*** Opening MATERIAL SUPPLIED ***

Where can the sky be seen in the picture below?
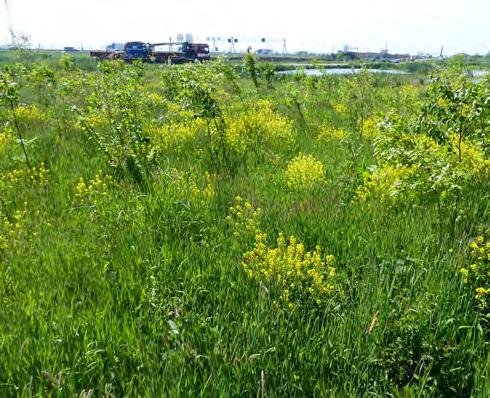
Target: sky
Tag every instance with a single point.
(409, 26)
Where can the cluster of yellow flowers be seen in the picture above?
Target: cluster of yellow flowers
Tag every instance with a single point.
(178, 135)
(298, 274)
(369, 126)
(385, 183)
(477, 274)
(92, 191)
(11, 229)
(34, 175)
(260, 125)
(304, 172)
(30, 114)
(244, 217)
(328, 133)
(340, 107)
(208, 192)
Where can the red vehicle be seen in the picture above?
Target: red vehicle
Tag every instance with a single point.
(185, 52)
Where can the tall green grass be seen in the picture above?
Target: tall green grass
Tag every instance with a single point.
(143, 293)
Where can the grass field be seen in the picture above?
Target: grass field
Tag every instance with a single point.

*** Closing MATERIAL SUPPLIED ***

HOW TO COMPLETE THIS TASK:
Please write out all the entries above exactly, but leave out the pictures.

RESULT OF THE EXERCISE:
Where can the sky be seen in the picture below?
Target: sky
Tag every instance with a single point.
(409, 26)
Where can the cluster of yellow flowers be seen in the picture above?
Target: cluster of yellow flowers
Tag every instance with a single point.
(178, 135)
(298, 274)
(369, 126)
(385, 183)
(477, 274)
(92, 191)
(11, 229)
(34, 175)
(260, 125)
(304, 172)
(30, 114)
(244, 217)
(328, 133)
(340, 107)
(208, 192)
Where can the red vehicle be seen in the picture above?
Target: red vehicle
Tag every instance with a single point.
(185, 52)
Where can the tall green grass be seen in the picture above?
Target: tall green grass
Tag every instance with a single point.
(143, 293)
Where can the grass field be seen in the picture above?
Target: grass field
Tag every instance with a single point.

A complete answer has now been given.